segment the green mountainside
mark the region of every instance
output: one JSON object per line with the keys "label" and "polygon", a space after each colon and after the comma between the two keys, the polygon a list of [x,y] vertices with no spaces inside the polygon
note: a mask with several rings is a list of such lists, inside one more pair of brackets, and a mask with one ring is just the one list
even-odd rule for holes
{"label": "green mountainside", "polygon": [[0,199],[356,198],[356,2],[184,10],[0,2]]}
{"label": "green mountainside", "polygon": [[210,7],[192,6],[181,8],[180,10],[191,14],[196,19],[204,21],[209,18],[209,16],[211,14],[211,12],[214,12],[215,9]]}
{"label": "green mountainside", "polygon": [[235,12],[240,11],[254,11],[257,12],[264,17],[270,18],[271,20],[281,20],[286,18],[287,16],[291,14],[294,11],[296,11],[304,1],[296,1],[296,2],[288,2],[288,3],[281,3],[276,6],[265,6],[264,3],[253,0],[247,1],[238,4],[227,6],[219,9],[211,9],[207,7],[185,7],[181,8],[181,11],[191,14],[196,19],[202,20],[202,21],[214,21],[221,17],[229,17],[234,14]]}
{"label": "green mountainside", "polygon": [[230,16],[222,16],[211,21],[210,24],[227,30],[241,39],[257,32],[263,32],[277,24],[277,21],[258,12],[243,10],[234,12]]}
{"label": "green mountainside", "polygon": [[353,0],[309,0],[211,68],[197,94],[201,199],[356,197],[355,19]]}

| What the task asks |
Reproduce all of the records above, substituting "occurrence" for "instance" and leaving every other character unchanged.

| Problem solution |
segment the green mountainside
mark the region of every occurrence
output: one JSON object per line with the keys "label" and "polygon", a space after each colon and after the comma between the two keys, the polygon a list of [x,y] vertices with no spaces inside the polygon
note: a mask with several rings is a list of such lists, inside one more pair of brackets, and a mask with one ring is just the one list
even-odd rule for holes
{"label": "green mountainside", "polygon": [[0,199],[356,198],[356,2],[184,10],[0,2]]}
{"label": "green mountainside", "polygon": [[210,7],[192,6],[181,8],[180,10],[191,14],[196,19],[204,21],[209,18],[209,16],[211,14],[211,12],[214,12],[215,9]]}
{"label": "green mountainside", "polygon": [[235,12],[240,11],[254,11],[257,12],[264,17],[270,18],[271,20],[281,20],[286,18],[287,16],[291,14],[294,11],[296,11],[304,1],[296,1],[296,2],[288,2],[288,3],[281,3],[276,6],[265,6],[264,3],[253,0],[247,1],[238,4],[227,6],[219,9],[211,9],[207,7],[185,7],[181,8],[181,11],[191,14],[196,19],[202,20],[202,21],[214,21],[221,17],[229,17],[234,14]]}
{"label": "green mountainside", "polygon": [[230,16],[222,16],[211,21],[210,24],[227,30],[241,39],[257,32],[263,32],[277,24],[277,21],[258,12],[243,10],[234,12]]}
{"label": "green mountainside", "polygon": [[353,0],[309,0],[211,68],[197,94],[201,199],[356,197],[355,19]]}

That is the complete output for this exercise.